(Work request):
Tally the lines of the entries below that hold the word "bald", and please give only the total.

(The data):

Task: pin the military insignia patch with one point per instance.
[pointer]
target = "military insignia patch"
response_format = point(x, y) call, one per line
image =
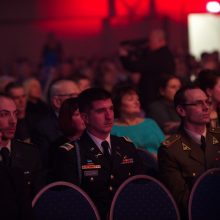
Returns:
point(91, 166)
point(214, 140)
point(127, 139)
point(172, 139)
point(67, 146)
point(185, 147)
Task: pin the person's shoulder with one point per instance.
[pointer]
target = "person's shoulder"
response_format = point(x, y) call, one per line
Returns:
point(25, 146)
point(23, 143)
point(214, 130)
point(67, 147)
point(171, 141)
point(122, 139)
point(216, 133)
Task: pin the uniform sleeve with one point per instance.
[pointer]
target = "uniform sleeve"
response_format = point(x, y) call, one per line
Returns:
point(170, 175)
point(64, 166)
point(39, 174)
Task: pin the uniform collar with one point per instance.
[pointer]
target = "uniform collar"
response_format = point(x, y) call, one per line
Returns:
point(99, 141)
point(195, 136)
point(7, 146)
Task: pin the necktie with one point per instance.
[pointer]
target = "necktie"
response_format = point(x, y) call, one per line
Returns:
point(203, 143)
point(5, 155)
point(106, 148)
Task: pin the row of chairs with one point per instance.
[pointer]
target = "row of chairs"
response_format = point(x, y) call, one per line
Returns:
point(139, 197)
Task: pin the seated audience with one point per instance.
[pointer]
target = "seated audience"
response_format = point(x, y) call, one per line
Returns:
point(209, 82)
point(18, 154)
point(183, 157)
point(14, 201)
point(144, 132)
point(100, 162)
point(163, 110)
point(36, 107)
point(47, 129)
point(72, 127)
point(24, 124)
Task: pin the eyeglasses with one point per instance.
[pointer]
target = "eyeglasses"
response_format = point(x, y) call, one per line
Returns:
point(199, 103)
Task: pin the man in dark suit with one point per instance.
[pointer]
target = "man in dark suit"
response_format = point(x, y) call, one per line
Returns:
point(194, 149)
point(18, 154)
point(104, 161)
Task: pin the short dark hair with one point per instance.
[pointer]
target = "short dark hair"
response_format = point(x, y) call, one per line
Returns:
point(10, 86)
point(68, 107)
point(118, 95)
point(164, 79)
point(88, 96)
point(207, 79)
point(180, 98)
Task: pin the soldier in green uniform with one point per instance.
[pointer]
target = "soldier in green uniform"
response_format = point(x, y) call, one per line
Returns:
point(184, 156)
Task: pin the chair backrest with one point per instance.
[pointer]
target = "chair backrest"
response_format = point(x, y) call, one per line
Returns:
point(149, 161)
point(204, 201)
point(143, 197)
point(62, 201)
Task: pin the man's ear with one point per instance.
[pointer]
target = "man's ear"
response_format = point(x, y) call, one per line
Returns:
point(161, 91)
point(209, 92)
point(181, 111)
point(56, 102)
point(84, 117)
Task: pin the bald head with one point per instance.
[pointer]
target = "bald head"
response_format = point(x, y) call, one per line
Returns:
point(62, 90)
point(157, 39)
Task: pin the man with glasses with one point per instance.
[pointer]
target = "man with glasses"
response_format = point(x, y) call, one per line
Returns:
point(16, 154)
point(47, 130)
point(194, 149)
--
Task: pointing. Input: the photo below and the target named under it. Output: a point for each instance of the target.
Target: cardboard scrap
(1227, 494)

(Answer to this exercise):
2